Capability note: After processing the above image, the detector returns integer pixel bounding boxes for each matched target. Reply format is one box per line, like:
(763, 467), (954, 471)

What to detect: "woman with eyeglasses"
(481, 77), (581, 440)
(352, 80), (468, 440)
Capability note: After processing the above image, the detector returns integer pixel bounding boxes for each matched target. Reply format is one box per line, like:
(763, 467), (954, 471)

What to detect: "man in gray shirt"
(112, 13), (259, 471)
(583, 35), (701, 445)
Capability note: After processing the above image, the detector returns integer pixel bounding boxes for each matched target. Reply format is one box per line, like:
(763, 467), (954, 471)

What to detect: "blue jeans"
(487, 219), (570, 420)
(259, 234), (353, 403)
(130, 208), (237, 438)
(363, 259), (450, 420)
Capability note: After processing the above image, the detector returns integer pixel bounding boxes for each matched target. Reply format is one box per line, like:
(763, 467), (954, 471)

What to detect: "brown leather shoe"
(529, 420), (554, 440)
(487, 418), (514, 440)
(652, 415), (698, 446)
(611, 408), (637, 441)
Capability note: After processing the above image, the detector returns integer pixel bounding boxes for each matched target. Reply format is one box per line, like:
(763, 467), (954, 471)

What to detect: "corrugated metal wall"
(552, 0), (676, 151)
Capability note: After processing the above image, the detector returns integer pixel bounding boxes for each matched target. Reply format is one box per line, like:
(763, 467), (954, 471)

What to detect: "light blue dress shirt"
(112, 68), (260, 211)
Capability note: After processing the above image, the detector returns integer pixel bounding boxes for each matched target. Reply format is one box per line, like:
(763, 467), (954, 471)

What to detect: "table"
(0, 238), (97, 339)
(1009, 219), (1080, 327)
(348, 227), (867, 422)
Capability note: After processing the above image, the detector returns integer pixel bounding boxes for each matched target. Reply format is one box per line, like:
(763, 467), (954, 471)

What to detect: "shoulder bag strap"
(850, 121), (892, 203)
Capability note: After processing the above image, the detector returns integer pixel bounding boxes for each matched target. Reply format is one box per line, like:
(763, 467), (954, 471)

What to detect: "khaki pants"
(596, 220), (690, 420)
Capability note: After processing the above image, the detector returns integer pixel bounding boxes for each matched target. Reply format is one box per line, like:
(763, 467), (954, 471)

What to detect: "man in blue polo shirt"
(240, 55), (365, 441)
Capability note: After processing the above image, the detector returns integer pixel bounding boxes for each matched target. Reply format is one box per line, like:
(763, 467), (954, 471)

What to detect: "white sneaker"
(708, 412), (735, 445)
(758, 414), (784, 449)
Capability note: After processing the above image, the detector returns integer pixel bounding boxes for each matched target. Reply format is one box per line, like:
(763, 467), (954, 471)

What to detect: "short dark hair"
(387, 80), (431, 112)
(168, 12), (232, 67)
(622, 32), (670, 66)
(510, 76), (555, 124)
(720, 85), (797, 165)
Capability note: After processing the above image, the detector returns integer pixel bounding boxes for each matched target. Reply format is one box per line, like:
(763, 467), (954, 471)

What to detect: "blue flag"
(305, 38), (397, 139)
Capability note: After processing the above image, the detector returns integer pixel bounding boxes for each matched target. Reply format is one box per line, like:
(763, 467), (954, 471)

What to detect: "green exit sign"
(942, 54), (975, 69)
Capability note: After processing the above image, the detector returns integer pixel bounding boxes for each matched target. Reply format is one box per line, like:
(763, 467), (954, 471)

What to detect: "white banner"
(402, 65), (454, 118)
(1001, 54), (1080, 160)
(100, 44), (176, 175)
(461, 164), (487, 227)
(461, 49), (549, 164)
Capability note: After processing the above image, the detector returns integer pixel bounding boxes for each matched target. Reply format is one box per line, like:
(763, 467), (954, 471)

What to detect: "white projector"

################

Aim: Could you write the lines above again, from the first line through the line containing "(611, 408), (637, 441)" with both ends included, keeping the requests and shifting each coordinate in the answer boxes up by 27?

Task answer:
Capability note: After processing the above image, the detector returns integer pixel bounding boxes for each matched target. Reply format is one box per line, like:
(763, 467), (954, 471)

What to detect: "woman with eyeglasses"
(508, 104), (608, 467)
(379, 107), (495, 467)
Capability note: After processing the above image, the detector returns integer pixel bounding boxes for each matched target. Reply format is one box per line, like:
(763, 467), (954, 471)

What to detect: "man in gray shirt"
(139, 40), (286, 498)
(610, 62), (728, 472)
Capability note: After processing the above image, the detector returns integer pixel bounding boxes for each matched target. Reply format is one box per line, like:
(763, 467), (954, 471)

What to detect: "blue jeans"
(514, 246), (597, 447)
(286, 261), (380, 430)
(157, 235), (264, 465)
(390, 286), (477, 447)
Capability note: After processing the above image, the detector returns integer pixel bounding boxes for each matched target. Reply format is one box per line, like:
(763, 467), (954, 471)

What to detect: "brown leather shoe"
(556, 447), (581, 467)
(514, 445), (541, 467)
(679, 442), (725, 473)
(638, 435), (664, 468)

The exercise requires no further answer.